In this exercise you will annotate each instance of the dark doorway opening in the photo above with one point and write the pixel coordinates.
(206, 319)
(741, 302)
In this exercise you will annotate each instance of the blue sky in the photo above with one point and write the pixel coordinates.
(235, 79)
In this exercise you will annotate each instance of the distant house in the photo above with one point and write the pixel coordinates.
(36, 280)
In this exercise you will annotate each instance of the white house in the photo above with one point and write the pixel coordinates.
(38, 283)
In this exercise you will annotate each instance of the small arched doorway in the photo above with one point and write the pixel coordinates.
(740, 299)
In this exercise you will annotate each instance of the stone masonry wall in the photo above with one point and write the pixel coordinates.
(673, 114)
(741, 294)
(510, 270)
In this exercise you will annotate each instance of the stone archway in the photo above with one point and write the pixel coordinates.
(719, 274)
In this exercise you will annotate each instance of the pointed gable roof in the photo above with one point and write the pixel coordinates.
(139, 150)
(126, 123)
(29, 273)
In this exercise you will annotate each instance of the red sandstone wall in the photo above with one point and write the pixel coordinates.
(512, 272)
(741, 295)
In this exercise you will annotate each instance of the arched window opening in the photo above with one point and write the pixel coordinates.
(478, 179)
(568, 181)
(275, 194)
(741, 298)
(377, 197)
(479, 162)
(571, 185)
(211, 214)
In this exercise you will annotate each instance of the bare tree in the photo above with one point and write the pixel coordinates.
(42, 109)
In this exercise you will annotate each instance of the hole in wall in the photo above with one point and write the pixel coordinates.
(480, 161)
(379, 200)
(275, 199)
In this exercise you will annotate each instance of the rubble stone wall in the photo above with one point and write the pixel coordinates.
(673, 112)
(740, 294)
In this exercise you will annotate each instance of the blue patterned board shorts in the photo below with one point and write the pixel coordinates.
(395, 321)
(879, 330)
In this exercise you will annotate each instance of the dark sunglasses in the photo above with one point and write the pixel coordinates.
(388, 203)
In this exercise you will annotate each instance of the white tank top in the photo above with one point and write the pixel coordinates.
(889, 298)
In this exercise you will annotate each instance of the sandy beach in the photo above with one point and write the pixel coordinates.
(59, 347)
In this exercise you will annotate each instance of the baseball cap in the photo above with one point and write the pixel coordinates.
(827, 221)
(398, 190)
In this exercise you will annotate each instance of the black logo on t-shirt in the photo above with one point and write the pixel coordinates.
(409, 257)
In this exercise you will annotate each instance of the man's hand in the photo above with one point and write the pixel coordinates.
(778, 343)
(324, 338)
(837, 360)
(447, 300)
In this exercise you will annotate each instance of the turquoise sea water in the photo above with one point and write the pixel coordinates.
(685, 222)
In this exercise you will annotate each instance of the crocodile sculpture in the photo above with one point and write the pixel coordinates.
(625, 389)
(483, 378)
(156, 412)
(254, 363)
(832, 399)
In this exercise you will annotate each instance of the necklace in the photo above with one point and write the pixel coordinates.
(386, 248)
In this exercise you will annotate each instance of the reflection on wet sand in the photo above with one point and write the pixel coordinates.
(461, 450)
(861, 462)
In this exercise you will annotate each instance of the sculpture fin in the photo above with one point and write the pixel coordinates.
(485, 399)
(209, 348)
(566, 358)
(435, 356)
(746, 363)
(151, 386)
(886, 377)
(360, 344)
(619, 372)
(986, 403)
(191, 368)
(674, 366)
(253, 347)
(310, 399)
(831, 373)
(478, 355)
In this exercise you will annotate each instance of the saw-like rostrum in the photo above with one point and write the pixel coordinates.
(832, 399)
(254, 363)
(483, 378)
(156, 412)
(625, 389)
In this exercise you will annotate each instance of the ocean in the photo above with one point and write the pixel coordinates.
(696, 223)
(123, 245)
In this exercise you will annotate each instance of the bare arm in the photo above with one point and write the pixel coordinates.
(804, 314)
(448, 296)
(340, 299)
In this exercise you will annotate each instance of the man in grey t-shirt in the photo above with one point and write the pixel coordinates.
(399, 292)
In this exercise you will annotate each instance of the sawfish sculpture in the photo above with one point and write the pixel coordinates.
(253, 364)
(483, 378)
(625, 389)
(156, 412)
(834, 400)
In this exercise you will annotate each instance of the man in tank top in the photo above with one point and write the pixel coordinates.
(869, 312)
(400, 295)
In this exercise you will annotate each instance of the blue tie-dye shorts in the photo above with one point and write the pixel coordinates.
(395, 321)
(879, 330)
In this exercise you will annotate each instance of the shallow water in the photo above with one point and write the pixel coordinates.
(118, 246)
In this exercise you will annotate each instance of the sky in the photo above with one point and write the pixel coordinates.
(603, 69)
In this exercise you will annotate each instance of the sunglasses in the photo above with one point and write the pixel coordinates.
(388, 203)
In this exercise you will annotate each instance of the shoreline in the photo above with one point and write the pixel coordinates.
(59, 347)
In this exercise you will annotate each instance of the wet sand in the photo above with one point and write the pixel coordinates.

★ ★ ★ ★

INSTRUCTIONS TO FOLLOW:
Could you reproduce every record above exactly as it appears?

ANSWER FOR THIS EXERCISE:
In this exercise you will annotate each instance of the dark doorway opening in the photo above with one point and write the pixel coordinates.
(206, 319)
(741, 302)
In this exercise you will annotate each instance of the blue sky in the photo above with one point and write the pixel coordinates.
(235, 79)
In this exercise you will annotate each instance of the distant house in the photo above with one point and write the pixel coordinates.
(36, 280)
In this exercise you will annotate each instance of the white house in the photo above with one point and write the pixel coordinates.
(38, 283)
In this exercise you will annotate each instance of the small arched doorway in the photo above with one point and write the pixel coordinates.
(740, 299)
In this exercise you will annotate each instance of the stone masonry wall in the photo above with one point and write the pixel coordinates.
(673, 114)
(741, 294)
(510, 270)
In this exercise you will annotate each instance of the stone archway in the photo above with one point and write the pixel coordinates.
(719, 274)
In this exercise you will annotate each instance of the pointed gable roof in the photo above with one point and write the pixel coordinates.
(139, 150)
(126, 123)
(29, 273)
In this exercise you will annotate each instance of the red sandstone wall in the photo above with one point and write the pixel coordinates.
(512, 272)
(741, 295)
In this exercise you will annotate each instance of the arched window opening in the photo above with one point and write the pixel coordinates.
(478, 179)
(568, 181)
(275, 194)
(741, 298)
(377, 197)
(479, 162)
(571, 185)
(211, 214)
In this exercise you will annotate each instance of the bare tree in the photo above with one point and write the pixel coordinates.
(42, 109)
In this exercise you will annotate each instance of the hole in wall in the photo above with one point and write the pixel coordinates.
(480, 161)
(379, 200)
(275, 199)
In this exercise you will annotate each instance of the rubble stone wall in the photo above with one point and write the pixel coordinates.
(673, 112)
(740, 294)
In this exercise you will annotate each instance of the blue patterned board shorts in the photo below with one point and write the pixel coordinates.
(395, 321)
(879, 330)
In this exercise you will annotate each instance of the dark sunglasses in the photo above with one point and write the pixel coordinates.
(388, 203)
In this exercise you will annotate each instance of the white tank top in the photo above with one point and write the pixel coordinates.
(889, 298)
In this exercise you will annotate each instance of the sandy beach in the photo above with one point and write the pixel coordinates.
(59, 347)
In this exercise you will annotate each instance of the baseball cap in the photo above with one point and write the pixel coordinates.
(827, 221)
(398, 190)
In this exercise you will annotate each instance of the black logo on t-shirt in the photo above with one point and write the pixel coordinates.
(409, 257)
In this exercise you will annotate each instance of the man's hand in the photo above with one point and write the pixel coordinates.
(778, 343)
(324, 338)
(837, 360)
(447, 300)
In this exercise you will annotate each instance of the turquoise sea water in the photo above with one point and write the pixel coordinates.
(685, 222)
In this exercise you will annotate each instance of the crocodile sculpture in the photo above with one point and write the pixel coordinates.
(625, 389)
(483, 378)
(156, 412)
(254, 363)
(832, 399)
In this exercise you will annotate each instance of the necklace in the photo above with one point and write the pixel coordinates.
(386, 248)
In this exercise you will annotate each instance of the reflection on wet sand in the photo above with one point and write the pixel coordinates.
(461, 450)
(861, 462)
In this exercise you will annotate each instance of the sculpture fin in the photo above with one point and write the pixel coordinates.
(485, 399)
(209, 348)
(566, 358)
(435, 356)
(746, 363)
(151, 386)
(886, 377)
(360, 344)
(619, 372)
(986, 403)
(191, 368)
(674, 366)
(253, 347)
(310, 399)
(831, 373)
(478, 355)
In this exercise you will annotate each instance of the saw-like rostrum in the photo above with one point and write the pixel coordinates.
(832, 399)
(254, 363)
(483, 378)
(156, 412)
(625, 389)
In this exercise you will annotate each instance of the ocean in the photo above with one point and write the pixel coordinates.
(696, 223)
(123, 245)
In this exercise you will annotate each instance of the bare arm in the photo above with one point and write the pixel coordinates.
(804, 314)
(448, 296)
(340, 299)
In this exercise you will annotate each instance of the man in grey t-shirt in the photo above with one point and write the pixel coordinates.
(399, 292)
In this exercise you will annotate each instance of the sawfish sculpture in the photo above with one point and write the pixel coordinates.
(253, 364)
(483, 378)
(625, 389)
(156, 412)
(834, 400)
In this exercise you will annotate each instance of the man in tank top in the photo above with one point and write the pixel coordinates.
(869, 312)
(400, 295)
In this exercise you will annotate each instance of the blue tie-dye shorts in the photo above with one point and write the pixel coordinates.
(395, 321)
(879, 330)
In this exercise you will annotate each instance of the shallow water in the photo above with one point and write the pixel coordinates.
(118, 246)
In this exercise you will annotate each instance of the sky in the photo above with one point and write the pixel coordinates.
(603, 69)
In this exercise you will annotate each instance of the sunglasses in the photo above with one point and write the pixel coordinates.
(388, 203)
In this exercise you will annotate each instance of the shoreline in the photo above with one point and write the pixel coordinates.
(59, 347)
In this exercise you will annotate each instance of the wet sand in the photo above with one point and write the pixel coordinates.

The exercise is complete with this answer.